### THE TASK
Of the lines below, copy those that hold the word "work".

### GIVEN RECORDS
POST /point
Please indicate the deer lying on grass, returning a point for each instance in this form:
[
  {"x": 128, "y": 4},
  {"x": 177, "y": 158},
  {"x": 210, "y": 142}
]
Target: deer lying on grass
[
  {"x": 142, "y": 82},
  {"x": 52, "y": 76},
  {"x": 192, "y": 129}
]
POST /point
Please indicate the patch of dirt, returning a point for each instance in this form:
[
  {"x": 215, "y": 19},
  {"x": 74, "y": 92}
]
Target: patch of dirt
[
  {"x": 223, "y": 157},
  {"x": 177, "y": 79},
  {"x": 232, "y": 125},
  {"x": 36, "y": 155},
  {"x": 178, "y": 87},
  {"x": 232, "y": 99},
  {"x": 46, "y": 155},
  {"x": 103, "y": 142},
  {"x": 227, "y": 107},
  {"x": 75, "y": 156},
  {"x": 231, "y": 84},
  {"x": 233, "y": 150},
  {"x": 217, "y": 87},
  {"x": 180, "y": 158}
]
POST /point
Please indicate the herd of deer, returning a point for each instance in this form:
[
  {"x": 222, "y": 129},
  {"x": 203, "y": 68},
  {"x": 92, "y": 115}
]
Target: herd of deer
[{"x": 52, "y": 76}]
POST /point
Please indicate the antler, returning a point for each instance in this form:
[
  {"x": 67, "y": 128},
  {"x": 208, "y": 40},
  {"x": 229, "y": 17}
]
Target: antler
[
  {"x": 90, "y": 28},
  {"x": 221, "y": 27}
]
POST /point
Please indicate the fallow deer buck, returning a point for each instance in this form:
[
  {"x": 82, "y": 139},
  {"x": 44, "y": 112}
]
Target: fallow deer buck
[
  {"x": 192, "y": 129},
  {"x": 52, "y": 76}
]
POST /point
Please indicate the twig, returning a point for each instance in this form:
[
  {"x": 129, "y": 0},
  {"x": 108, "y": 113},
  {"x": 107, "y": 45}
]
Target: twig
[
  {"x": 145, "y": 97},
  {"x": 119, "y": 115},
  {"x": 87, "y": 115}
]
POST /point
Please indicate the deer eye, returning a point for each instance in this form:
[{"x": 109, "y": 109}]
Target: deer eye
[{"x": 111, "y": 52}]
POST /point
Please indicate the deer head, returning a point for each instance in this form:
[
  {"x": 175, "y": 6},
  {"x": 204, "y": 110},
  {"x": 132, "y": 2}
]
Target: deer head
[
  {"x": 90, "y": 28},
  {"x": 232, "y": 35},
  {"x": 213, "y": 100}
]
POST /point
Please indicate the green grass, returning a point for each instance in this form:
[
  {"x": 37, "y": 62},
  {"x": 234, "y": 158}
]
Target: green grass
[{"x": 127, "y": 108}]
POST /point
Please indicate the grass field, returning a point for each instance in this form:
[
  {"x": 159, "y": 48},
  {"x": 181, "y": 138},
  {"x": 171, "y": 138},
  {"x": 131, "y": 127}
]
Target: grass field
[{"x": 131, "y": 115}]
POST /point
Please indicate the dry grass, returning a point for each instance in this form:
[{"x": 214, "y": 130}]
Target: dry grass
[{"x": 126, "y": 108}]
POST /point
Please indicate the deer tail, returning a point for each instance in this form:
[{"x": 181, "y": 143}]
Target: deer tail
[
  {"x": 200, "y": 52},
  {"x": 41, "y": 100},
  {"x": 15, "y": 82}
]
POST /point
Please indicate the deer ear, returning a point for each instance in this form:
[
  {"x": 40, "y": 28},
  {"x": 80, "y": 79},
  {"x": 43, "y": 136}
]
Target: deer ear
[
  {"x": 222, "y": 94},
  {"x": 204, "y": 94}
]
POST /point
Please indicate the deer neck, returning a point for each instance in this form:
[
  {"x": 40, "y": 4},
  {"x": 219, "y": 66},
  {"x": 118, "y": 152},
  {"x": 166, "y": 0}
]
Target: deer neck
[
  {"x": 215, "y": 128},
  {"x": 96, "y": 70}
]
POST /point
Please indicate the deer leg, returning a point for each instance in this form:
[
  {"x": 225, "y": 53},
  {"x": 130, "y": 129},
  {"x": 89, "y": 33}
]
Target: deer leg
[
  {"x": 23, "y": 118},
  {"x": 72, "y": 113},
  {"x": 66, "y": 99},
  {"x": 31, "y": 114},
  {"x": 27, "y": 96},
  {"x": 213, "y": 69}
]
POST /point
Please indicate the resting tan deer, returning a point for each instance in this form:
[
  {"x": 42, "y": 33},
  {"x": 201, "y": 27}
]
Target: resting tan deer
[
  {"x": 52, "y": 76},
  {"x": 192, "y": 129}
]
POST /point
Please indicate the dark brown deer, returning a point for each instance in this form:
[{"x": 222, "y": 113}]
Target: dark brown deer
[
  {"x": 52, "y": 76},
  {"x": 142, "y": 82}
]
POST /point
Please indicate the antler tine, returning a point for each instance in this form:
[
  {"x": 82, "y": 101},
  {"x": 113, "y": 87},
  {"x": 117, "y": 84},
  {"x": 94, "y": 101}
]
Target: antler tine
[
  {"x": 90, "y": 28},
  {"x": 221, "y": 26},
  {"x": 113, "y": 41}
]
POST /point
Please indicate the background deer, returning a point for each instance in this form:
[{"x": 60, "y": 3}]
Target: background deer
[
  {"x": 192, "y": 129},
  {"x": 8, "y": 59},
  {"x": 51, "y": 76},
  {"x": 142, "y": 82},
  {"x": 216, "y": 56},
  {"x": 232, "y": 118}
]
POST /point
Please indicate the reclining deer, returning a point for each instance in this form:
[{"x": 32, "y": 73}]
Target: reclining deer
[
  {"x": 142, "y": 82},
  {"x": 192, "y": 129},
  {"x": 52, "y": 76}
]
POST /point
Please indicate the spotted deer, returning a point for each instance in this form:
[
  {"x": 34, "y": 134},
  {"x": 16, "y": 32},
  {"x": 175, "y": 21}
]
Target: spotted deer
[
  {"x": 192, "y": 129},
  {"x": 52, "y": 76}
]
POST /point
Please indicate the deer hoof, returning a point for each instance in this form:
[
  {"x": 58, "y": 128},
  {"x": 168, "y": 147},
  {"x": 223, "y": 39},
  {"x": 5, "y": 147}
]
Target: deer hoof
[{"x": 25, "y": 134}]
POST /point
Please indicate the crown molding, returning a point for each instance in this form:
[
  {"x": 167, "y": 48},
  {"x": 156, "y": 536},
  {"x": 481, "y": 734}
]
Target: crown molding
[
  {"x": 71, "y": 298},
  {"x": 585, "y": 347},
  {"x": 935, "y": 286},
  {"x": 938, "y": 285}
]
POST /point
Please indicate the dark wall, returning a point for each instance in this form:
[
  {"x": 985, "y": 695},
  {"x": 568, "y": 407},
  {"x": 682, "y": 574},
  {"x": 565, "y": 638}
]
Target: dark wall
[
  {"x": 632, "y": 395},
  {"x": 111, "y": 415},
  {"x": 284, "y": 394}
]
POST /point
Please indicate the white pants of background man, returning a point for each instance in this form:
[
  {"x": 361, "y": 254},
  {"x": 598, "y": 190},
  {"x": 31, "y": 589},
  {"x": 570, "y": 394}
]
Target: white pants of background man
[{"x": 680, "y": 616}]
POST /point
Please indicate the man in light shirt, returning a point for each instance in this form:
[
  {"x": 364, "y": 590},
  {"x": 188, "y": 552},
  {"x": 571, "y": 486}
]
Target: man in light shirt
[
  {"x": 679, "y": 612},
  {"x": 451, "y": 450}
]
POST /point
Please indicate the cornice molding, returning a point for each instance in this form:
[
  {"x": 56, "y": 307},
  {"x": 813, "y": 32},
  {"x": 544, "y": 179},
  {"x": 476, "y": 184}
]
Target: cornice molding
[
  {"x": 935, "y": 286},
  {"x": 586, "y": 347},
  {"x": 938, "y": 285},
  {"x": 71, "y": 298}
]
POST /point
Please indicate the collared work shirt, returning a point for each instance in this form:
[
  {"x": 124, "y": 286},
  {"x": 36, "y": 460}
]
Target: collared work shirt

### RESULT OF THIS EXERCISE
Please indicate the collared work shirt, returning a point for each instance in this form:
Target: collared work shirt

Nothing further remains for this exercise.